▸ About this task
Search the records for "instance". Report every line where it occurs.

*** Opening of Data for processing ***

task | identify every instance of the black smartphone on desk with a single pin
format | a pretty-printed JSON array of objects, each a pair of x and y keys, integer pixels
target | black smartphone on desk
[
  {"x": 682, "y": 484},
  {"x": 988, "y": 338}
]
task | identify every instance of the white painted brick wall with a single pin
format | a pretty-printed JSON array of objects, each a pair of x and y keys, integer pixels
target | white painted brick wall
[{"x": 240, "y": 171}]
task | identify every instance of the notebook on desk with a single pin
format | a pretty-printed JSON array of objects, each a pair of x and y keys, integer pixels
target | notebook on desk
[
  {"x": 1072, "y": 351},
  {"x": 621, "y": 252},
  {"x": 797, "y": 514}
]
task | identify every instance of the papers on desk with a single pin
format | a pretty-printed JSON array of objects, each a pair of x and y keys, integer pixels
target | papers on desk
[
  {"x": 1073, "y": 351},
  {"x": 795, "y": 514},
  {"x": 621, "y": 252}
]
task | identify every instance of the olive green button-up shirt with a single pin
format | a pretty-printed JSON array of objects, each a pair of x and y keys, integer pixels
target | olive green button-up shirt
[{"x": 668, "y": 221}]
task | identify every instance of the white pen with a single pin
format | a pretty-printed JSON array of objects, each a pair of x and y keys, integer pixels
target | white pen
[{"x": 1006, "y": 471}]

*** Close of Data for processing ***

▸ Solution to the problem
task | identify every instance of the black smartphone on desk with a single pin
task | identify every instance of the white painted brick wall with a single pin
task | identify every instance of the notebook on desk with a single pin
task | identify every instance of the papers on desk with a single pin
task | identify every instance of the olive green button-up shirt with a single pin
task | identify every instance of the white pen with a single pin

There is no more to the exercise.